Copy the lines of the records below with "green hill" swapped for "grassy hill" and nothing else changed. Leave the pictures out of your copy.
***** Stored rows
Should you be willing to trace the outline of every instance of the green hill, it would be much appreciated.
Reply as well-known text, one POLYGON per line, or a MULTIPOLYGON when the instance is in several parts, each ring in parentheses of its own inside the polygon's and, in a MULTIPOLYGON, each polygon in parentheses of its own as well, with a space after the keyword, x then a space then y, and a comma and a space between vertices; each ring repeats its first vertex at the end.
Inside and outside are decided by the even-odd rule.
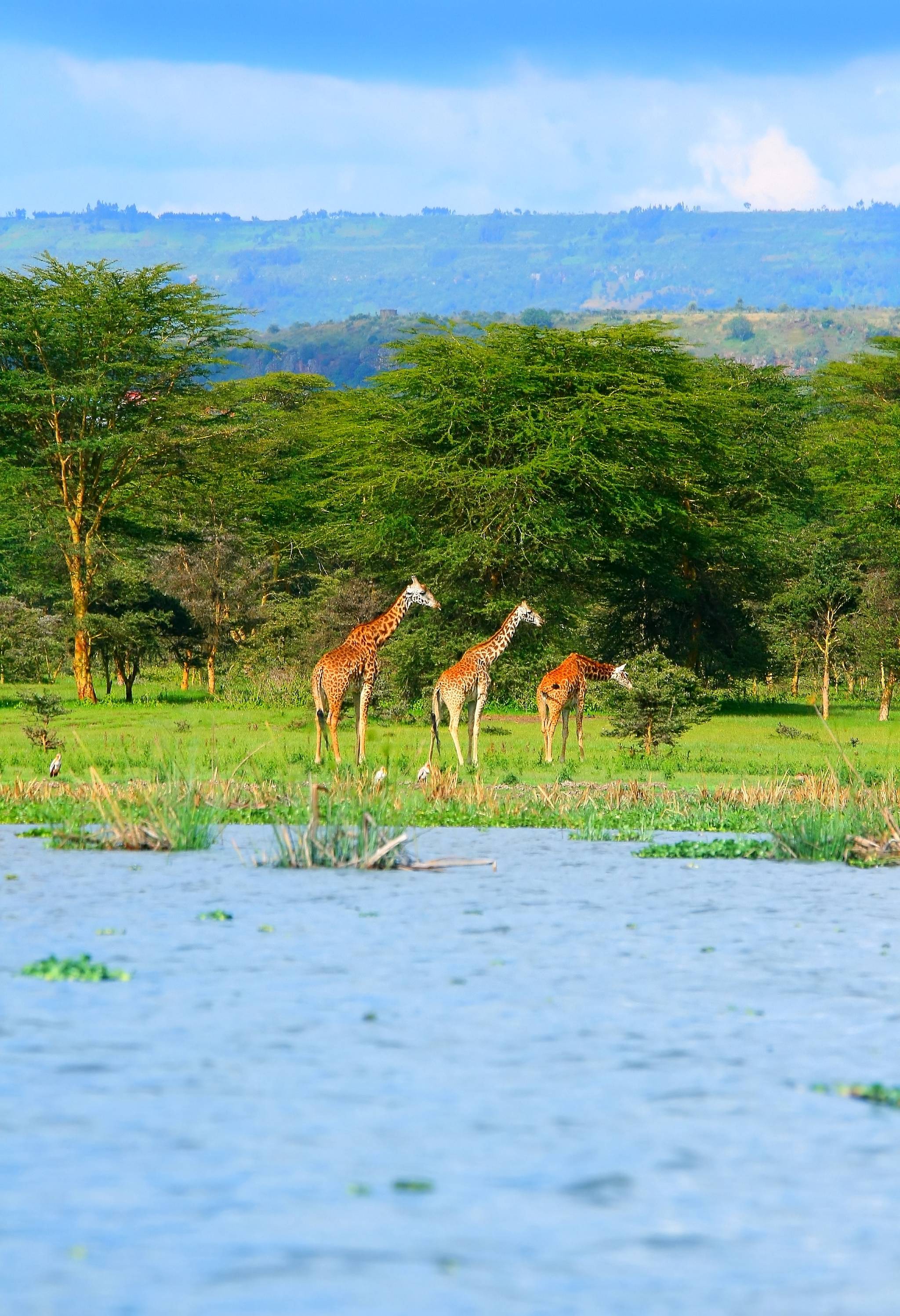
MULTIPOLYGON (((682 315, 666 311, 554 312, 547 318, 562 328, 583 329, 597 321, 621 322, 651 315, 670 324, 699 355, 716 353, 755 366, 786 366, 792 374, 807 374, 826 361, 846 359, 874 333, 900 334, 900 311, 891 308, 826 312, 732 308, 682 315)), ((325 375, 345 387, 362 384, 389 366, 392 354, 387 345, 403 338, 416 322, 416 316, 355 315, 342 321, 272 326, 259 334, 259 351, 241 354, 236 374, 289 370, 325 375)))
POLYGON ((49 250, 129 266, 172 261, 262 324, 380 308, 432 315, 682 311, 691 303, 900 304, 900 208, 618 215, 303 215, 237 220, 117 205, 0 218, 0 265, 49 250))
**********
Final result:
Should you be willing to trace the outline of every instance of the grassy hill, it would be much appreciated.
Reply as well-known text, one POLYGON per line, or a MULTIPOLYGON when the instance is in several parts, each ring in parentheses of its own inside the polygon's and, in a MULTIPOLYGON, each polygon in parentheses of its own as well, with a space after the keyword, x then a space then y, and a comma and a space between vertices; each ring repeats its first vertex at the end.
Inside and outside are decided by the even-odd rule.
MULTIPOLYGON (((682 315, 666 311, 554 312, 547 318, 562 328, 583 329, 597 321, 621 322, 651 315, 670 324, 699 355, 716 353, 755 366, 786 366, 792 374, 807 374, 826 361, 846 359, 874 333, 900 334, 900 311, 891 308, 826 312, 732 308, 682 315)), ((325 375, 345 387, 362 384, 389 366, 392 354, 387 345, 403 338, 416 322, 416 316, 355 315, 342 321, 272 326, 259 334, 259 351, 241 354, 236 374, 289 370, 325 375)))
POLYGON ((49 250, 129 266, 172 261, 262 324, 380 308, 432 315, 682 311, 691 303, 900 304, 900 208, 618 215, 303 215, 237 220, 117 205, 0 218, 0 265, 49 250))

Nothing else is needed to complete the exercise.